═════ DATA IN THIS EXERCISE

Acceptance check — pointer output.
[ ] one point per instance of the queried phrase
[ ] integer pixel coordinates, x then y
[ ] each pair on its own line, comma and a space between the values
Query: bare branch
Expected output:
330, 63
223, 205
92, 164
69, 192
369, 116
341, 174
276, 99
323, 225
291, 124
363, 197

══════════

> PROBLEM TO SOLVE
Could you reproduce every record above exactly as it stands?

> RESPONSE AREA
Acceptance check — pointer output.
[ ] one point per instance of the queried phrase
[ ] integer pixel coordinates, x then y
[ ] each pair on its own line, comma and a space between the values
Query: bare branch
Expected output:
330, 63
223, 205
92, 164
69, 192
369, 116
341, 174
276, 99
323, 225
291, 124
363, 197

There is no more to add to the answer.